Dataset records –
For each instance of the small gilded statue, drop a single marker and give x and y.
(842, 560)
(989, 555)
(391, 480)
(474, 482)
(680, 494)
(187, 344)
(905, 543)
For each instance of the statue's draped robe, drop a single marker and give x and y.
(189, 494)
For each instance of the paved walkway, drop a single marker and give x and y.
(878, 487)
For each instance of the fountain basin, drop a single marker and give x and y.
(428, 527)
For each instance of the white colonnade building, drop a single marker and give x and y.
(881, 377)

==

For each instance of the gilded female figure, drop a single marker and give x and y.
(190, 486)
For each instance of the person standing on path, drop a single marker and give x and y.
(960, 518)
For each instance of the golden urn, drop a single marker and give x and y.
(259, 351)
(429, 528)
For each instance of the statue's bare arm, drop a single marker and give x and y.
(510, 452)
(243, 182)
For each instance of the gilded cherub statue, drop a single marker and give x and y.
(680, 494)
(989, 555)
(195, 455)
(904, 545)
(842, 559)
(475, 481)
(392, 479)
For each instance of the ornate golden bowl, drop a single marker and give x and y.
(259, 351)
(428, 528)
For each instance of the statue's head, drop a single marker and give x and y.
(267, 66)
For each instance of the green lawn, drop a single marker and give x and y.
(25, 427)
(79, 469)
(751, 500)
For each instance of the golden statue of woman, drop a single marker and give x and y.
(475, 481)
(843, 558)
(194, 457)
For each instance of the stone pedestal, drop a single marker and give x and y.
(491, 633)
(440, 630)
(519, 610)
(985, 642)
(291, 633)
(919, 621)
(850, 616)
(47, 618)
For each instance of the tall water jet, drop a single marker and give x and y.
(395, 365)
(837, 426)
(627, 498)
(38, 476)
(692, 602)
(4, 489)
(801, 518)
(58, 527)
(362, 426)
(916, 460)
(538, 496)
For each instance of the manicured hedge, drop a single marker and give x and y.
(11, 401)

==

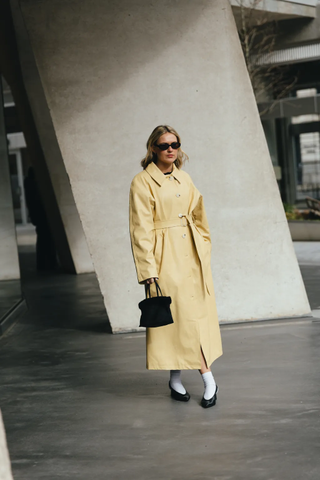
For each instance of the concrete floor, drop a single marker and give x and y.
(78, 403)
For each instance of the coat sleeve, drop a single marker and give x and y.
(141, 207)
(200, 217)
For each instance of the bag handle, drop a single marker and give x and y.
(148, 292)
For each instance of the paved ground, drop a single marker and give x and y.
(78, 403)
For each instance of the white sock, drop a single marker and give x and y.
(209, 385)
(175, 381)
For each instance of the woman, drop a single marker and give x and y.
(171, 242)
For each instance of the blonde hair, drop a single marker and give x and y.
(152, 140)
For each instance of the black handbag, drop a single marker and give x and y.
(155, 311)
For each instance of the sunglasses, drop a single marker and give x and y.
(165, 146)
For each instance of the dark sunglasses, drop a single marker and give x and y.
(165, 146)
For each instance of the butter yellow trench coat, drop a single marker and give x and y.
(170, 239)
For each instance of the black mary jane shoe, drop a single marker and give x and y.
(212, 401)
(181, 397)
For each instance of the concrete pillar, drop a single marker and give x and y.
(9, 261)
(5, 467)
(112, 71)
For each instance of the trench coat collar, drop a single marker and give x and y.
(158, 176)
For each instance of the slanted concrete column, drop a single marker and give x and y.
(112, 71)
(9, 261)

Problem requirements – Count the lines of the data that contain the word "gilded". Reply with the number alone.

The output – 3